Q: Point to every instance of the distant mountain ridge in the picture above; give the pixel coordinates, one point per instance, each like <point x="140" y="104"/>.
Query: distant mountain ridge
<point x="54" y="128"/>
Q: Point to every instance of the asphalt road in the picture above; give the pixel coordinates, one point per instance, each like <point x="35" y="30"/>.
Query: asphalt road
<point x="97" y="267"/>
━━━━━━━━
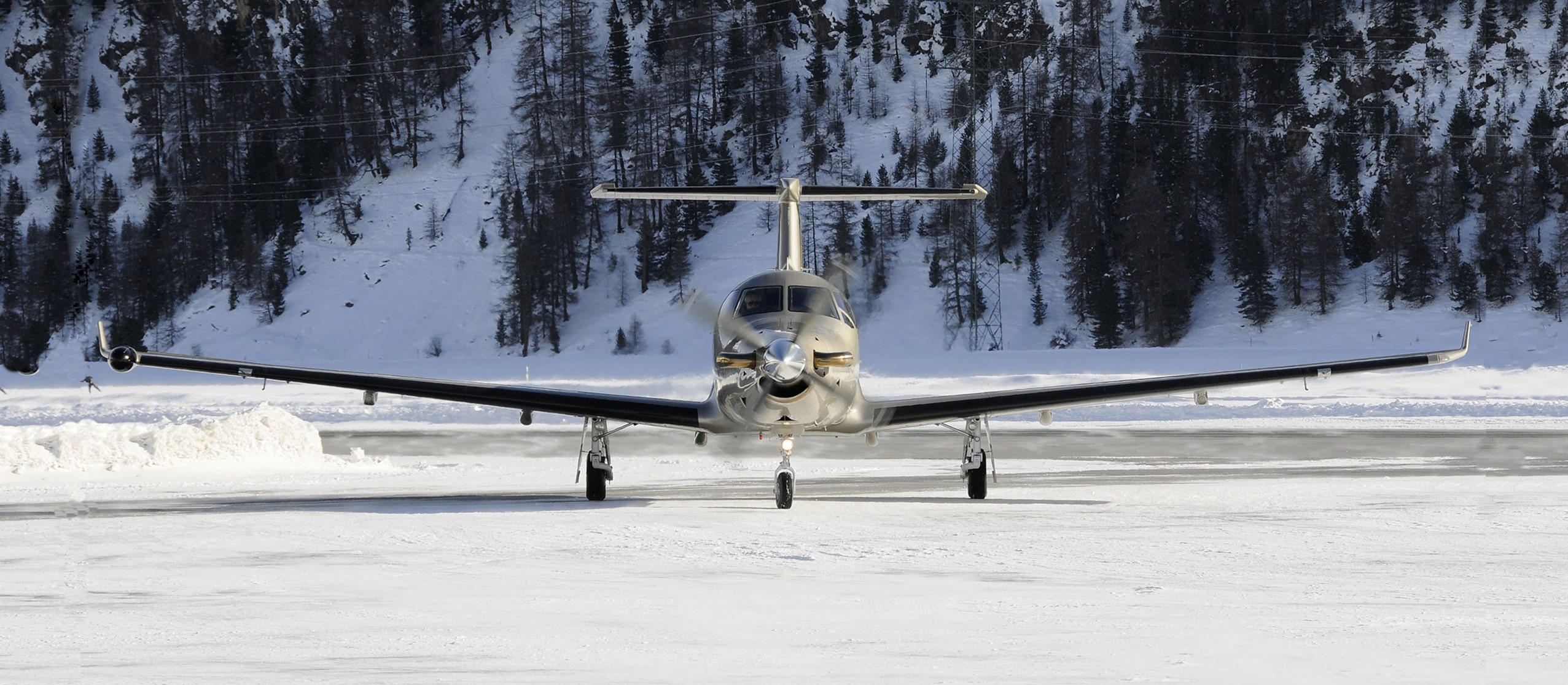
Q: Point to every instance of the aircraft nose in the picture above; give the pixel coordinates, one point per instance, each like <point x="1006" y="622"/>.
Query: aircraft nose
━━━━━━━━
▸ Problem to work on: Repeat the lines verbatim, starting with the line containing "Q: Point to every instance of the aircraft" and going on through the line containing "Query: aircraft nose".

▸ Full answer:
Q: Point to every instance of the aircraft nose in the picture above; give the pixel coordinates, one point per instance, each like <point x="1006" y="622"/>.
Query: aircraft nose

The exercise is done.